(WORK INSTRUCTIONS) What do the lines from the one containing "Annotation task — pin every instance of the gray leggings" through the end of the entries say? Quote them exactly, and only them.

(ENTRIES SUPPLIED)

+ + + + +

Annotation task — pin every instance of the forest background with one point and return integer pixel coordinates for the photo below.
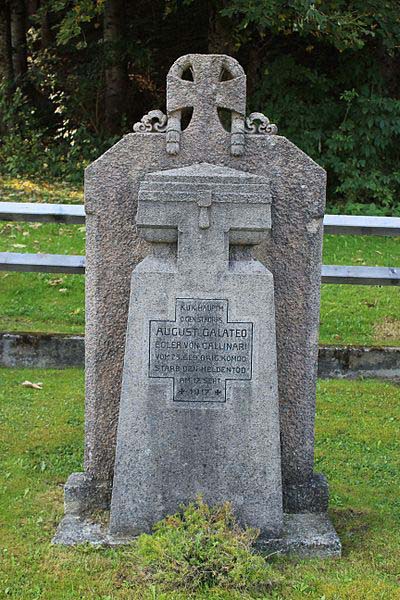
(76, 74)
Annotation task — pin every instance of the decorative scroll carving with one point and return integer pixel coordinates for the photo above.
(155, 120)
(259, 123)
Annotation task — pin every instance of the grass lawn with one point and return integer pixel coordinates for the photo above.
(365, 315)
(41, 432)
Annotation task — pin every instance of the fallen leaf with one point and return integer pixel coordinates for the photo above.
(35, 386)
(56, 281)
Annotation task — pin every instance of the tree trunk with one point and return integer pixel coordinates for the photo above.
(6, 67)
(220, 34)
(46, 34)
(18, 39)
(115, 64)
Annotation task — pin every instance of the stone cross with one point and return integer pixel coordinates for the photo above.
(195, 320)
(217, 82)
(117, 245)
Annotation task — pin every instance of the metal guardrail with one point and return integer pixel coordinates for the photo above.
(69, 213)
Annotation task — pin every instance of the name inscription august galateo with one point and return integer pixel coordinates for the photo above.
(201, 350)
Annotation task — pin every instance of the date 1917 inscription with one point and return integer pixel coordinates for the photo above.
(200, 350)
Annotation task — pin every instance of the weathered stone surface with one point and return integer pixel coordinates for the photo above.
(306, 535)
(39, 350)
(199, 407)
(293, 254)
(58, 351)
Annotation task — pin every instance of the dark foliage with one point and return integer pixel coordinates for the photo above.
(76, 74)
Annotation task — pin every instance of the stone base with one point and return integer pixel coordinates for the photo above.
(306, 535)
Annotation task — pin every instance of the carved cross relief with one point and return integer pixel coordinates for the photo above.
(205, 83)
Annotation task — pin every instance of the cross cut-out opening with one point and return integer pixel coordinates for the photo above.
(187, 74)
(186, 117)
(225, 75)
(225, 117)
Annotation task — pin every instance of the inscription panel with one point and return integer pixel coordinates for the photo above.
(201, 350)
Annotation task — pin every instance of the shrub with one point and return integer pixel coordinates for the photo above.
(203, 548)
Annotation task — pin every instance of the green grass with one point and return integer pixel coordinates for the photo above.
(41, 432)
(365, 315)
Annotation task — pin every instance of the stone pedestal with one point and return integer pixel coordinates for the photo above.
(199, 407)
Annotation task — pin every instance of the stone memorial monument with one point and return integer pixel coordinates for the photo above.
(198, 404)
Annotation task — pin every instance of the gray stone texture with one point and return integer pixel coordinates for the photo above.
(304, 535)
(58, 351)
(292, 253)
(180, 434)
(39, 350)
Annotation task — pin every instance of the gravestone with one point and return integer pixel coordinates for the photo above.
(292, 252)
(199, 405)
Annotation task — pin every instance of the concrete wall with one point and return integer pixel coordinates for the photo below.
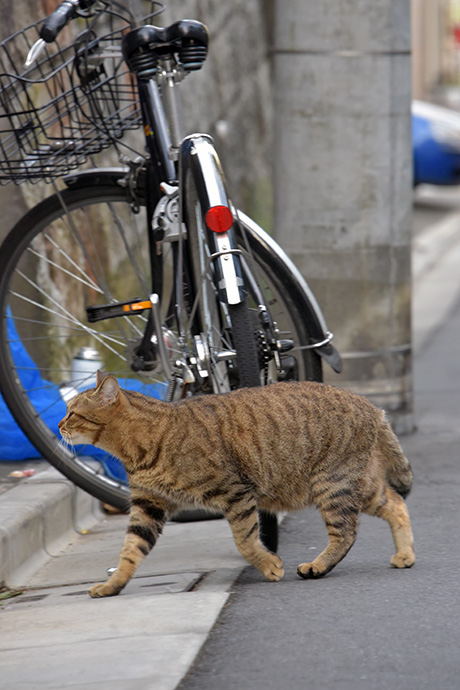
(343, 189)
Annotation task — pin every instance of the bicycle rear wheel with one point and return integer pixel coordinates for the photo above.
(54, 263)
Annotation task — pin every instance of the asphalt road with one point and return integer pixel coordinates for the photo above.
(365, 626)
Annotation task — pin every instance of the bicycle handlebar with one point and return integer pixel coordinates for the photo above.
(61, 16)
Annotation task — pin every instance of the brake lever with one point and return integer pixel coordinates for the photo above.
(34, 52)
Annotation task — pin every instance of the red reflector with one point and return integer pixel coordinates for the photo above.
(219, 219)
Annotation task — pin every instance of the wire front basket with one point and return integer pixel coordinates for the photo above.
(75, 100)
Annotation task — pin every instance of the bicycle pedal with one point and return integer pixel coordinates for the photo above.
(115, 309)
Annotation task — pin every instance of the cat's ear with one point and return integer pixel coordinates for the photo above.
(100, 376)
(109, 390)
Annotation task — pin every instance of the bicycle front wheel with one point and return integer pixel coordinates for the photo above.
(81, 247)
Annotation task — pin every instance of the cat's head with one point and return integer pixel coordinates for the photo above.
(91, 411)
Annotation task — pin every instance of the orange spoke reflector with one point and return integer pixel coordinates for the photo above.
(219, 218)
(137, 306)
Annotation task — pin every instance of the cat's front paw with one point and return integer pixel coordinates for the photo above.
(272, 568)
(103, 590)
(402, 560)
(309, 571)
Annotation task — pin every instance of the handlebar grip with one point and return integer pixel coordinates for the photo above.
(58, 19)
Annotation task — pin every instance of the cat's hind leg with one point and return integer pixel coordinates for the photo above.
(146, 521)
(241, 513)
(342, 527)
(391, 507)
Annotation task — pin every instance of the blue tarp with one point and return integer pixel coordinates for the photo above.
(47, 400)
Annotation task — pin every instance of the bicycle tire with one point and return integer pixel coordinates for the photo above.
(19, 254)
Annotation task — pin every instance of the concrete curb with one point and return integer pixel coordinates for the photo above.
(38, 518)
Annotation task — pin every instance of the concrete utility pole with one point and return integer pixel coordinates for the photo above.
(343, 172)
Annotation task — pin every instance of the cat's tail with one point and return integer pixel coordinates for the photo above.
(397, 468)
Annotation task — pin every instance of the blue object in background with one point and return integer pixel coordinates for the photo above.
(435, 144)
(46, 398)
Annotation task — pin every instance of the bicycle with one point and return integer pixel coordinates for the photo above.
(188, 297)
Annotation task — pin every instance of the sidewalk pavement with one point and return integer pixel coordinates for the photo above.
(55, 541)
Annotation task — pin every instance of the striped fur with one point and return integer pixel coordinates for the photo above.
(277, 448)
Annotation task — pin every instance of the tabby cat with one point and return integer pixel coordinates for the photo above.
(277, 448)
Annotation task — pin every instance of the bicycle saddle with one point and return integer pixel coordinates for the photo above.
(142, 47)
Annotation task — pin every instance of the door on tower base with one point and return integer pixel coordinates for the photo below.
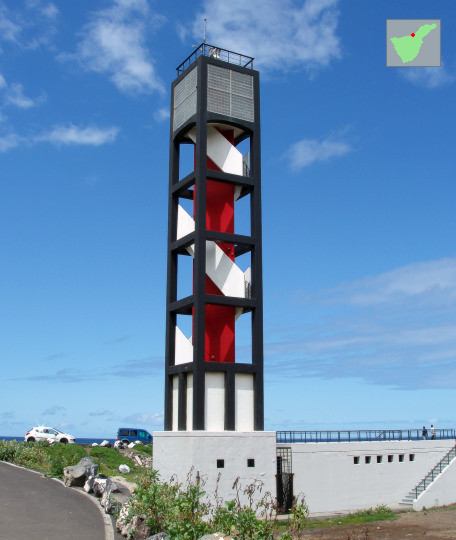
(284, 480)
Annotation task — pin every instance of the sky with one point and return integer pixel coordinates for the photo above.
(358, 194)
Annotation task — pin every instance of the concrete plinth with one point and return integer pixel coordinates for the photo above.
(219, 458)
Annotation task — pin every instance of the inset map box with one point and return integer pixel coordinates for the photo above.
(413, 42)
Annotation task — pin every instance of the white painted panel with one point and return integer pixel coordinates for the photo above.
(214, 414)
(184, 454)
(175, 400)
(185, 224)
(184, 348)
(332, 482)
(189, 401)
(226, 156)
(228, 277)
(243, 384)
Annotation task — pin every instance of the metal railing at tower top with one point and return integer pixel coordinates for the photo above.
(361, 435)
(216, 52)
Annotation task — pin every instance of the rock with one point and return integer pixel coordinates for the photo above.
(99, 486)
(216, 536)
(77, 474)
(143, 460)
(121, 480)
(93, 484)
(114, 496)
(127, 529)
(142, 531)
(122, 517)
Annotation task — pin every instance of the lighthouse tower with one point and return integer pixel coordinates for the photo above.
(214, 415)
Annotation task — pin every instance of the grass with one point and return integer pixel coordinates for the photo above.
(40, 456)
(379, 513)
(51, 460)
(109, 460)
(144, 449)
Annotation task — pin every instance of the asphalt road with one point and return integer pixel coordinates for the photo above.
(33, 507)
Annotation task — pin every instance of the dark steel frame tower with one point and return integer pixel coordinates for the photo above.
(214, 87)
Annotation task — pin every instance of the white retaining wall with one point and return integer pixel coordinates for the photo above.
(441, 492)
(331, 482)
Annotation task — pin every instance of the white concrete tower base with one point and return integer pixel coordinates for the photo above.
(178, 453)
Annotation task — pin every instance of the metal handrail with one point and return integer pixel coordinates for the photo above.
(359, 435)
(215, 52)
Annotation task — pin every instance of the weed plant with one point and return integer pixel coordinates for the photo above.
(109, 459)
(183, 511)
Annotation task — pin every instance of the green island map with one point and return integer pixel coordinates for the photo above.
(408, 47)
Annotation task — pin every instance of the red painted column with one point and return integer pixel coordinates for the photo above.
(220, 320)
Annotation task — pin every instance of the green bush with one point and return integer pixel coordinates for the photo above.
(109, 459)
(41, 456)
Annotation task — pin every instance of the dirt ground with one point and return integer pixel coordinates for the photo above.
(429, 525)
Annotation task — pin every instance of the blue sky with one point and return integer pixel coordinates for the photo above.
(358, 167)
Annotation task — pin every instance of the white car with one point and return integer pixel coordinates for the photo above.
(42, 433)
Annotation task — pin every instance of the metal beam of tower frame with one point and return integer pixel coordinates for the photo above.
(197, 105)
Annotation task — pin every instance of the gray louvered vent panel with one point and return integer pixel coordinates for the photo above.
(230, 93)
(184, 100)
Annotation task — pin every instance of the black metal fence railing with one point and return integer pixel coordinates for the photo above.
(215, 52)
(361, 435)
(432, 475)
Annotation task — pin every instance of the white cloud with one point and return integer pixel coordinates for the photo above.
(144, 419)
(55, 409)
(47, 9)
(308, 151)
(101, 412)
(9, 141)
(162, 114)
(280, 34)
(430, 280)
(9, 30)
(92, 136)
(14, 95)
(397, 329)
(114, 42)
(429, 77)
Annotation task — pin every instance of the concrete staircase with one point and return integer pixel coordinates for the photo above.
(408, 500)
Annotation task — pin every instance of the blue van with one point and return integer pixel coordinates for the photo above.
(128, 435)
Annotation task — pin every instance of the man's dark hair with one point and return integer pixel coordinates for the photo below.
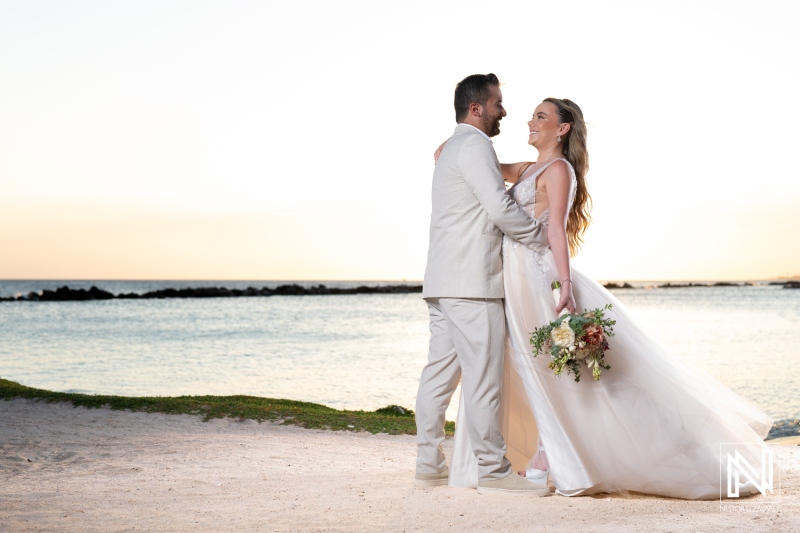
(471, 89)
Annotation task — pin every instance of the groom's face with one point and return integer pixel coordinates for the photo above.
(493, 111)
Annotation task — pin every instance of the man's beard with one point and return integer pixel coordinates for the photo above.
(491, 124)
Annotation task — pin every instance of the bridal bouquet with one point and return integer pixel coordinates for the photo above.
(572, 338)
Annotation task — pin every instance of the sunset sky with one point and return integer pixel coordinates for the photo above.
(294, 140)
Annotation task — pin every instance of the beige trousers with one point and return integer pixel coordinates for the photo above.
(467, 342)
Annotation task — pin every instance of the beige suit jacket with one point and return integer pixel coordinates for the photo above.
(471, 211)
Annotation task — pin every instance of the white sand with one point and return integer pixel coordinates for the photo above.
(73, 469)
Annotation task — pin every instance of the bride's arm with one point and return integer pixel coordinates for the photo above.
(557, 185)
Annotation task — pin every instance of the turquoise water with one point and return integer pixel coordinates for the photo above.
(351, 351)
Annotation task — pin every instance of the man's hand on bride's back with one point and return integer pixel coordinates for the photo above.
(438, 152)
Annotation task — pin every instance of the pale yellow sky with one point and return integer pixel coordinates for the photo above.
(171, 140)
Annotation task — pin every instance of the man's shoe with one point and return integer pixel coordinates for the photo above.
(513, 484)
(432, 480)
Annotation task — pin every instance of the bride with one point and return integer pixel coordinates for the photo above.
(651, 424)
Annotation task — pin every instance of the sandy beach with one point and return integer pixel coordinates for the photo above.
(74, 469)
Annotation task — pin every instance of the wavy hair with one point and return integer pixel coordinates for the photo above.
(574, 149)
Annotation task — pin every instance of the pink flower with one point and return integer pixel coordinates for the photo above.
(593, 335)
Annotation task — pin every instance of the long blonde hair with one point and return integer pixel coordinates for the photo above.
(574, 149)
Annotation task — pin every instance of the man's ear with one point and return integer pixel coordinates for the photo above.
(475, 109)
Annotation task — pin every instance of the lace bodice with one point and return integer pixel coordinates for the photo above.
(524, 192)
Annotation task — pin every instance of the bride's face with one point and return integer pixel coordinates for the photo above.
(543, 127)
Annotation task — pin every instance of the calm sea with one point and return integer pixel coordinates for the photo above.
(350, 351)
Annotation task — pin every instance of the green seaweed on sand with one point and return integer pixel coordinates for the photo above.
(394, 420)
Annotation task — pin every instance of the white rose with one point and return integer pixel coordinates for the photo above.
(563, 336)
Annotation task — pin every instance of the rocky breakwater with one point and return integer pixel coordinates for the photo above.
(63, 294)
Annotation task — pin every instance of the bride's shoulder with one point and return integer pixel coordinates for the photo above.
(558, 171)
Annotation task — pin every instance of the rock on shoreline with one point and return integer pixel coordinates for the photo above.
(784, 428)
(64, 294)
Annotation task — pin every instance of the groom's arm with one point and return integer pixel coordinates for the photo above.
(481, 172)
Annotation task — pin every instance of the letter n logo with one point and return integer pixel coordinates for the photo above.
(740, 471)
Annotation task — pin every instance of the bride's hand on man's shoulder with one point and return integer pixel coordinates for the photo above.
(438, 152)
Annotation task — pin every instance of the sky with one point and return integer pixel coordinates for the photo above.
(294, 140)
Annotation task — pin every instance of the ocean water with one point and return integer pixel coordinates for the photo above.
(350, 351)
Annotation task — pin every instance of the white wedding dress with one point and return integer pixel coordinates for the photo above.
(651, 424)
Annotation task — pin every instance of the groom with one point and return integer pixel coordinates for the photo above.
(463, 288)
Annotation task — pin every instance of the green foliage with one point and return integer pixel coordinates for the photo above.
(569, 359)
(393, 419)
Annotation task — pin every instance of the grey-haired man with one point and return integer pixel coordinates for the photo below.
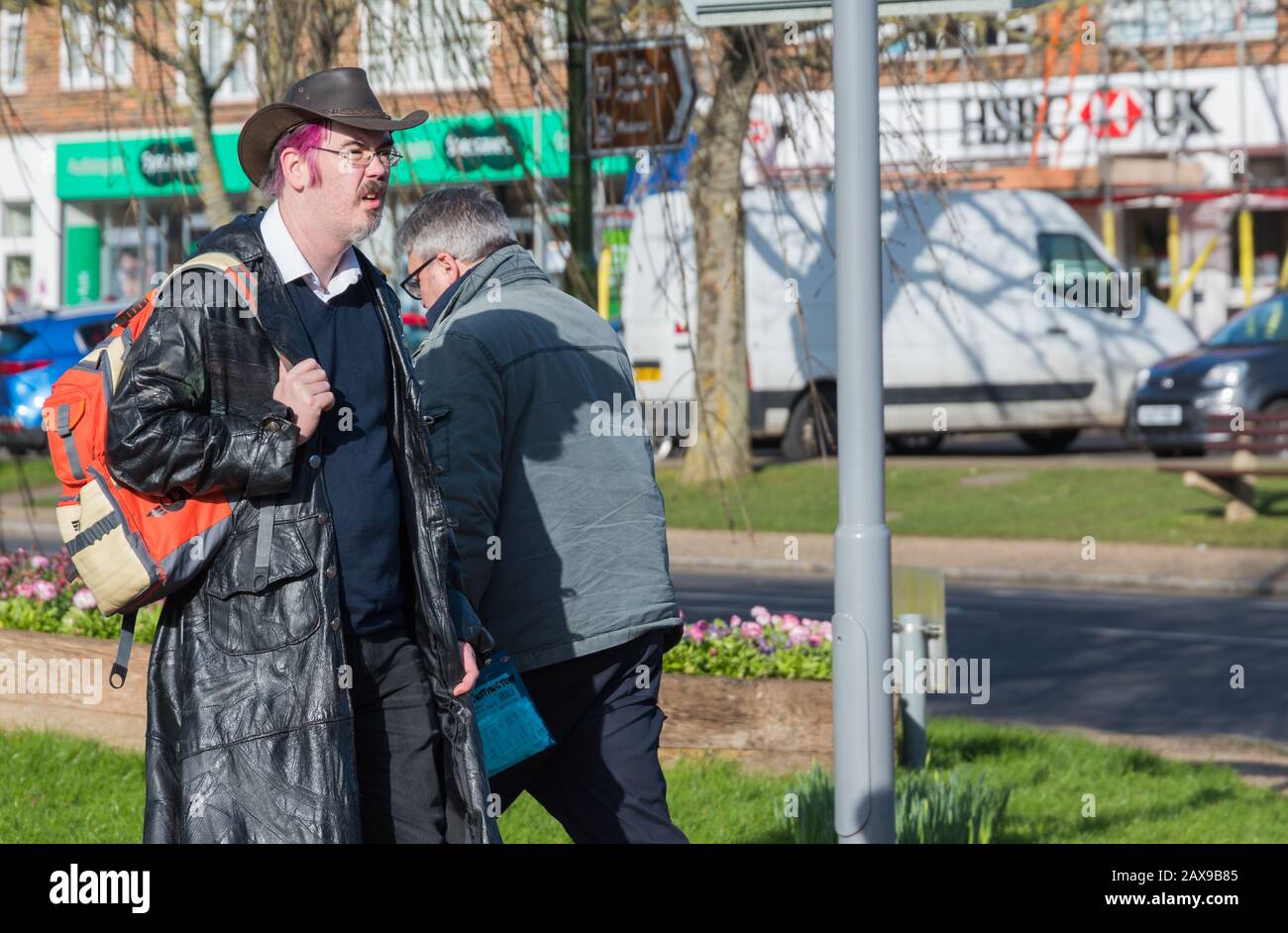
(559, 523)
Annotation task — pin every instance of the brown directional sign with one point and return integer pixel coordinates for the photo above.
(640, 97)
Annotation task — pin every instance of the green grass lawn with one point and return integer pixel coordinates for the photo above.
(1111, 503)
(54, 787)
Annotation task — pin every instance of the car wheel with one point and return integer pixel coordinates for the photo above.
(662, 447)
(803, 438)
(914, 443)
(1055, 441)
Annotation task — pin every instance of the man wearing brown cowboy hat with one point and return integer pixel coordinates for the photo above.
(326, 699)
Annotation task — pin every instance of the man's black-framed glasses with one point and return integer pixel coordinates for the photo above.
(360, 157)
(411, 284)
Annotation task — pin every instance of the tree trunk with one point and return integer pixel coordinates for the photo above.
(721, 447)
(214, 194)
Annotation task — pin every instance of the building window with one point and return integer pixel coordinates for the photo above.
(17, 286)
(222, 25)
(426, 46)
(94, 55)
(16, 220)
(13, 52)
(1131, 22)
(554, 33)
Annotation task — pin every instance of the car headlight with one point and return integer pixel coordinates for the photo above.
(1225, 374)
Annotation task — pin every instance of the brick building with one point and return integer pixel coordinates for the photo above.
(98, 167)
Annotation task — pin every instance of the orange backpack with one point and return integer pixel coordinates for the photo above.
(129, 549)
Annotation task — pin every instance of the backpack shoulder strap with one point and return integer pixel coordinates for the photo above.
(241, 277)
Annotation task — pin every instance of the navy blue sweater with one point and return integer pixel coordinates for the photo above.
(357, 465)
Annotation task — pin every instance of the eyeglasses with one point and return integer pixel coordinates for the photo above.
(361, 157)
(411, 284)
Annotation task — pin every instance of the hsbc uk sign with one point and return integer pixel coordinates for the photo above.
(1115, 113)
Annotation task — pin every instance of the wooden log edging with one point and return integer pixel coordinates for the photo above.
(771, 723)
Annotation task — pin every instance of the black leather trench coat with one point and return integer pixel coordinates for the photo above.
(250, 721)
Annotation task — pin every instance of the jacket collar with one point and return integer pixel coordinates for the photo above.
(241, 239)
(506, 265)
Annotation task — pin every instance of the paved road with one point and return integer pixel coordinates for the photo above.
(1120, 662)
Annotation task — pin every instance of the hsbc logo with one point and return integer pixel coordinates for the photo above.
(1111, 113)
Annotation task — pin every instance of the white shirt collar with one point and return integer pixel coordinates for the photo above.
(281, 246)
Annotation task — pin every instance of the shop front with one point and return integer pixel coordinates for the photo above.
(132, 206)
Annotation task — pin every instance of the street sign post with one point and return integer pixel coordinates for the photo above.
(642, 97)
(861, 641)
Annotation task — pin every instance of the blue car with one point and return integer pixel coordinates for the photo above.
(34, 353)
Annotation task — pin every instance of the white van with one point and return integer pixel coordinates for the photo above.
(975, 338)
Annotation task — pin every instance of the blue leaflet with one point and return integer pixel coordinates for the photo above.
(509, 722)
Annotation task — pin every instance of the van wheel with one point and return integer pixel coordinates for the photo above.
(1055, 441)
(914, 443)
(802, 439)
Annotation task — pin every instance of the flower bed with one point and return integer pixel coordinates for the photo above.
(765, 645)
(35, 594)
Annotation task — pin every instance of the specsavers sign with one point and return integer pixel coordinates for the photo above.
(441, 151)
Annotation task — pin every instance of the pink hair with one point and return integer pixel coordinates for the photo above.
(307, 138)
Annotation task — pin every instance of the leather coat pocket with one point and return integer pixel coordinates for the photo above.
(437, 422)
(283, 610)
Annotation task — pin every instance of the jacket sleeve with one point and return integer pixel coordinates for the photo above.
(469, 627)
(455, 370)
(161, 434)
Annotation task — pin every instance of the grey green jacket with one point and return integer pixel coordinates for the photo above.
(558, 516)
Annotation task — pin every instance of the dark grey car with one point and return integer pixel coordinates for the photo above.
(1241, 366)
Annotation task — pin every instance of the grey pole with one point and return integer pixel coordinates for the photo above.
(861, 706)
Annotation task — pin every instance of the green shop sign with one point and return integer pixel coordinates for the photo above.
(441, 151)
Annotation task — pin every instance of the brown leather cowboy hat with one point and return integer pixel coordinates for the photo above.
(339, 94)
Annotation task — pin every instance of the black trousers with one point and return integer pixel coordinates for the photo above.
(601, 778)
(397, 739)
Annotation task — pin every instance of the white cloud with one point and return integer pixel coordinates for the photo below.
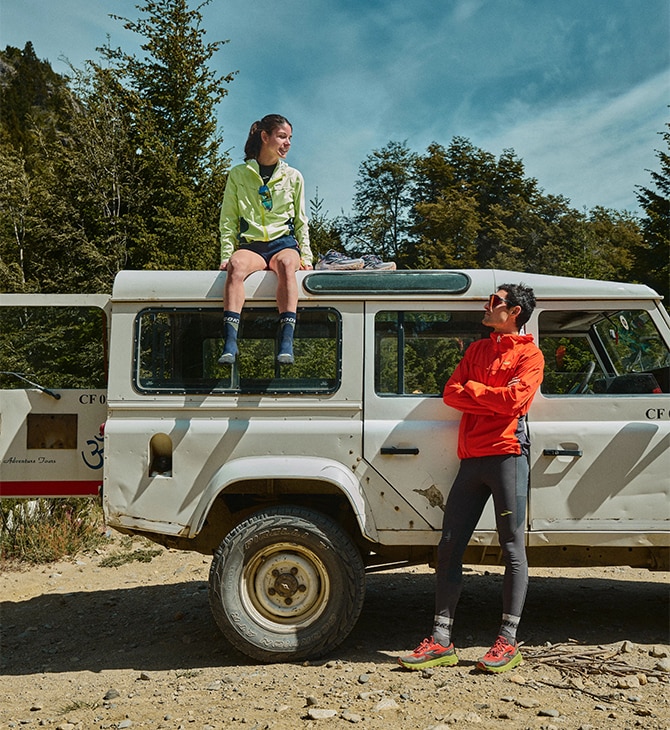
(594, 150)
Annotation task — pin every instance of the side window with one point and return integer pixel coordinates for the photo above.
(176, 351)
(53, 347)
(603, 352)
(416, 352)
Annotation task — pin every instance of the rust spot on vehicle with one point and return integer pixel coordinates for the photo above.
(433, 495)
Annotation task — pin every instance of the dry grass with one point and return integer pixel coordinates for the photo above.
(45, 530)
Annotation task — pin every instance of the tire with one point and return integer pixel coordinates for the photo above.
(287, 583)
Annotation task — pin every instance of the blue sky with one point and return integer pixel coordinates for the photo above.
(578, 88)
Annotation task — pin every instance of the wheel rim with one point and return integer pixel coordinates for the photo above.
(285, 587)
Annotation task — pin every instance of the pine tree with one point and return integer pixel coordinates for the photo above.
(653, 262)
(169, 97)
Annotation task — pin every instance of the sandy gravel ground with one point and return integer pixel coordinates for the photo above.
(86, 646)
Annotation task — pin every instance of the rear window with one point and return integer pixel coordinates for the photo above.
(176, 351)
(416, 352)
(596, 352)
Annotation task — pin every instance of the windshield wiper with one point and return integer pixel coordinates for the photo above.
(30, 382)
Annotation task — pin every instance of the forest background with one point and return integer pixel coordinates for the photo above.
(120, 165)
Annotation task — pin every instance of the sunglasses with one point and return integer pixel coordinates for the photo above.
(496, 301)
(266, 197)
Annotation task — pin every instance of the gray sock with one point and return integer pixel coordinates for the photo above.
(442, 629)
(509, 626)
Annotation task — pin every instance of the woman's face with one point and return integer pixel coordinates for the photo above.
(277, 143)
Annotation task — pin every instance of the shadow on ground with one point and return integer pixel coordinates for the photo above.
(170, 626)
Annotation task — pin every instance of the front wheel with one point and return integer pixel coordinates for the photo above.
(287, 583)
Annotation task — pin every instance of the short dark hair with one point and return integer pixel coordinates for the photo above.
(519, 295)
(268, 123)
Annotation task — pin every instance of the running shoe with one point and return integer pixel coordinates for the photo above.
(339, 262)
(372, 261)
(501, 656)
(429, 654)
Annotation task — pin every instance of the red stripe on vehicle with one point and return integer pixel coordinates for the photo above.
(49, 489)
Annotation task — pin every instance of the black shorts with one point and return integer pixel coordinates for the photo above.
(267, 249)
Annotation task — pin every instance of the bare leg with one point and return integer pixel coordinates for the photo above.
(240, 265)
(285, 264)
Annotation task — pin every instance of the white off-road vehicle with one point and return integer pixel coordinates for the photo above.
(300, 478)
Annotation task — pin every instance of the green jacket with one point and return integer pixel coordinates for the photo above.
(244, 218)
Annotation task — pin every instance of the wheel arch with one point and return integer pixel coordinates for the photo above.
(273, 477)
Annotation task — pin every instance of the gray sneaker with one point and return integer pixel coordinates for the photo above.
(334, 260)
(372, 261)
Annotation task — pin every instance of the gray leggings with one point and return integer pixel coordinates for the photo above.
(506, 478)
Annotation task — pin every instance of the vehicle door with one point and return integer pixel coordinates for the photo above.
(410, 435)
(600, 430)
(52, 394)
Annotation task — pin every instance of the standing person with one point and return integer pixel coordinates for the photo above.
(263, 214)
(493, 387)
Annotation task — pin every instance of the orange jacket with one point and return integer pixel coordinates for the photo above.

+ + + + +

(TASK OUTPUT)
Annotation task — pin every instance of the gray leggings with one point and return integer pixel coordinates for the photo above.
(506, 478)
Annotation task — pin every instance of the vehicle door with one point and return integer pixel coordinates for the photo above.
(410, 435)
(600, 430)
(52, 394)
Annotation task — pin every instance of the standing person with one point and return integer pixel coordinates for the photo above.
(263, 214)
(493, 387)
Annotation task — pin every instance of the orange jacket with one point and return integer pixel coordinates for the photo above.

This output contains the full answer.